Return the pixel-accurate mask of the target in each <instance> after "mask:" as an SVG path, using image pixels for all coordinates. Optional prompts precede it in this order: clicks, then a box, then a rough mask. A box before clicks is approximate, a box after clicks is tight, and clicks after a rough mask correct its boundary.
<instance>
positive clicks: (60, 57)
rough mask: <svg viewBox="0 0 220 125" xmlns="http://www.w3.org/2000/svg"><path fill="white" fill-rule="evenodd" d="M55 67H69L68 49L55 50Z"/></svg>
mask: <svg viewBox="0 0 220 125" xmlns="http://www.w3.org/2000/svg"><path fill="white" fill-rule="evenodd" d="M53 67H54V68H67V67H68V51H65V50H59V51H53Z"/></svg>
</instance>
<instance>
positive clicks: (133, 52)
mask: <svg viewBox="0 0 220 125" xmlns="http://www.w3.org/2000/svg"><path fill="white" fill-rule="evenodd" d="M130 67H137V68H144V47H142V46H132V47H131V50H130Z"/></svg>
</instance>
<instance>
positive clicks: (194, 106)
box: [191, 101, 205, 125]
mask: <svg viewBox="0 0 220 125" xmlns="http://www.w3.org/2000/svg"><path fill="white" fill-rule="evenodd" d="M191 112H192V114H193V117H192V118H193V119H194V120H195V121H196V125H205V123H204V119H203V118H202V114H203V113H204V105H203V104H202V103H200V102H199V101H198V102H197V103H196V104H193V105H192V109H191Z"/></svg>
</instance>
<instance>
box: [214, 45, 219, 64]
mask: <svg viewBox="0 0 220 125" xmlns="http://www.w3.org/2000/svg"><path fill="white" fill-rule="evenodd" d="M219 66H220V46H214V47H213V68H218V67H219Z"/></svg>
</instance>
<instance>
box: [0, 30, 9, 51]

::::

* [Problem] Can you give the listing above again, changing every "positive clicks" to "foreground clicks" and leaving everything else unchanged?

* [Exercise solution]
Return the pixel-accurate mask of the target in each <instance> after "mask:" as an SVG path, using image pixels for all coordinates. Optional prompts precede it in this order: clicks, then a box, then a rough mask. A box before clicks is approximate, a box after clicks is tight, and clicks after a rough mask correct its boundary.
<instance>
foreground clicks: (60, 57)
rough mask: <svg viewBox="0 0 220 125" xmlns="http://www.w3.org/2000/svg"><path fill="white" fill-rule="evenodd" d="M55 67H69L68 49L55 50Z"/></svg>
mask: <svg viewBox="0 0 220 125" xmlns="http://www.w3.org/2000/svg"><path fill="white" fill-rule="evenodd" d="M53 67H54V68H67V67H68V51H65V50H59V51H53Z"/></svg>
</instance>
<instance>
foreground clicks: (133, 52)
mask: <svg viewBox="0 0 220 125" xmlns="http://www.w3.org/2000/svg"><path fill="white" fill-rule="evenodd" d="M130 67H137V68H144V47H142V46H132V47H131V50H130Z"/></svg>
</instance>
<instance>
foreground clicks: (194, 106)
box: [191, 101, 205, 125]
mask: <svg viewBox="0 0 220 125" xmlns="http://www.w3.org/2000/svg"><path fill="white" fill-rule="evenodd" d="M191 112H192V114H193V117H192V118H193V119H194V120H195V121H196V125H205V123H204V119H203V118H202V114H203V113H204V105H203V104H202V103H200V102H199V101H198V102H197V103H196V104H193V105H192V109H191Z"/></svg>
</instance>
<instance>
box: [214, 45, 219, 64]
mask: <svg viewBox="0 0 220 125" xmlns="http://www.w3.org/2000/svg"><path fill="white" fill-rule="evenodd" d="M219 66H220V46H214V47H213V68H218V67H219Z"/></svg>
</instance>
<instance>
box: [0, 30, 9, 51]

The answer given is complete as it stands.